- Consigne 1:
D'après le texte sur le coup d'État au Niger, pourquoi ce coup d'État est-il un coup dur pour de nombreux pays occidentaux ? Répondez en une à trois phrases.
- Consigne 2:
Rédigez la suite du texte sur le coup d'État au Niger, à partir de sa dernière phrase.

- Texte fourni:
● ● ● ●
Cela fait exactement deux semaines que les soldats ont arrêté Bazoum et pris le pouvoir pour la première fois, affirmant qu’ils pourraient faire un meilleur travail pour protéger la nation contre la violence djihadiste. Des groupes liés à Al-Qaïda et au groupe État islamique ont ravagé la région du Sahel, une vaste étendue au sud du désert du Sahara qui comprend une partie du Niger.
La plupart des analystes et des diplomates ont déclaré que la justification déclarée du coup d’État n’avait pas de poids et que la prise de pouvoir résultait d’une lutte de pouvoir entre le président et le chef de sa garde présidentielle, le général Abdourahmane Tchiani, qui dit maintenant qu’il dirige le pays.
Le coup d’État est un coup dur pour de nombreux pays occidentaux, qui considéraient le Niger comme l’un des derniers partenaires démocratiques de la région avec lequel ils pouvaient travailler pour repousser la menace extrémiste. C’est aussi un important fournisseur d’uranium.
Les partenaires du Niger ont menacé de couper des centaines de millions de dollars d’assistance militaire s’il ne revenait pas à l’ordre constitutionnel.
Alors que la crise s’éternise, les 25 millions d’habitants du Niger en pâtissent. C’est l’un des pays les plus pauvres du monde, et de nombreux Nigériens vivent au jour le jour et disent qu’ils sont trop concentrés sur la recherche de nourriture pour leurs familles pour prêter beaucoup d’attention à l’escalade de la crise.
Les sévères sanctions économiques et de voyage imposées par la CEDEAO depuis le coup d’État ont fait grimper les prix des denrées alimentaires jusqu’à 5 %, selon les commerçants. Erkmann Tchibozo, un propriétaire de magasin du Bénin voisin qui travaille dans la capitale du Niger, Niamey, a déclaré qu’il était difficile de faire entrer quoi que ce soit dans le pays pour approvisionner son magasin près de l’aéroport.
Si ça continue comme ça, la situation va devenir très difficile, a-t-il dit.
La junte a fermé cette semaine l’espace aérien du Niger et suspendu temporairement l’autorisation des vols diplomatiques en provenance de pays amis et partenaires, selon le ministère des Affaires étrangères.
La sous-secrétaire d’État américaine par intérim, Victoria Nuland, a rencontré les meneurs du coup d’État, mais a déclaré qu’ils refusaient de lui permettre de rencontrer Bazoum. Elle a décrit les officiers mutins comme peu réceptifs à ses appels à entamer des négociations et à rétablir l’ordre constitutionnel.
● ● ● ●
[Données d'ancrage d'expressions référentielles]

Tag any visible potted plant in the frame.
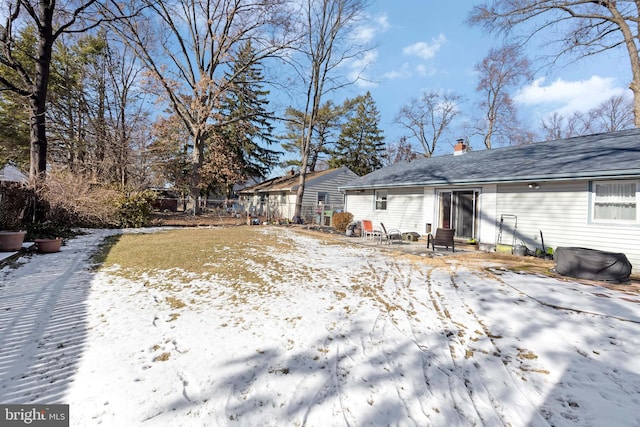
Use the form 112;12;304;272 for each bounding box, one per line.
0;230;27;252
29;222;64;253
34;237;62;254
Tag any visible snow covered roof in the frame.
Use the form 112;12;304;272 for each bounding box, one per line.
341;129;640;190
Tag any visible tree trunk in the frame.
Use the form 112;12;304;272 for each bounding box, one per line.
188;133;206;215
29;3;55;180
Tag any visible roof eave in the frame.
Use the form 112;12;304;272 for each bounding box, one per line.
339;169;640;191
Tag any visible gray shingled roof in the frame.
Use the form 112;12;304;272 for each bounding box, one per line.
340;129;640;190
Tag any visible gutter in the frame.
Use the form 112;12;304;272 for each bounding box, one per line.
338;169;640;192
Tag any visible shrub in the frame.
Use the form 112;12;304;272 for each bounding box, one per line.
27;170;155;231
115;190;156;228
333;212;353;233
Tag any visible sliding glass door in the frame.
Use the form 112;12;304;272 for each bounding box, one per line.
438;190;480;239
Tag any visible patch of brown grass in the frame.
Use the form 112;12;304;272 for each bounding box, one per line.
103;226;293;290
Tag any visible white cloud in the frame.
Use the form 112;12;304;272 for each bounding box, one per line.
383;62;413;80
348;49;378;87
352;14;389;43
515;76;626;116
402;34;447;59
● ● ● ●
- Réponse 1:
Ces pays voyaient dans le Niger l'un des derniers partenaires démocratiques de la région avec lequel ils pouvaient travailler pour repousser la menace extrémiste. Le Niger est aussi un important fournisseur d'uranium.

- Réponse 2:
Les États-Unis comptent quelque 1 100 militaires dans le pays et considèrent le Niger comme un partenaire stratégique et fiable dans la région.
Pourtant, Nuland a fait plus de progrès que les autres délégations. Une précédente délégation de la CEDEAO a été empêchée de quitter l’aéroport.
On ne sait pas à quel point la coordination est impliquée dans les divers efforts de médiation. Certains experts craignent que si le travail n’est pas coordonné, il pourrait saper la CEDEAO.
« Je pense que les États-Unis parviendraient à un modus vivendi avec cette junte si celle-ci se révélait particulièrement sensible aux intérêts américains, mais cela ne semble pas être sur la table pour l’instant », a déclaré Alexander Thurston, professeur adjoint de sciences politiques à l’Université de Cincinnati.
Les analystes disent que plus il faut de temps pour trouver une solution, plus la junte a de temps pour creuser et moins il y aura d’élan pour l’évincer. D’autres nations africaines sont également divisées sur la manière de procéder.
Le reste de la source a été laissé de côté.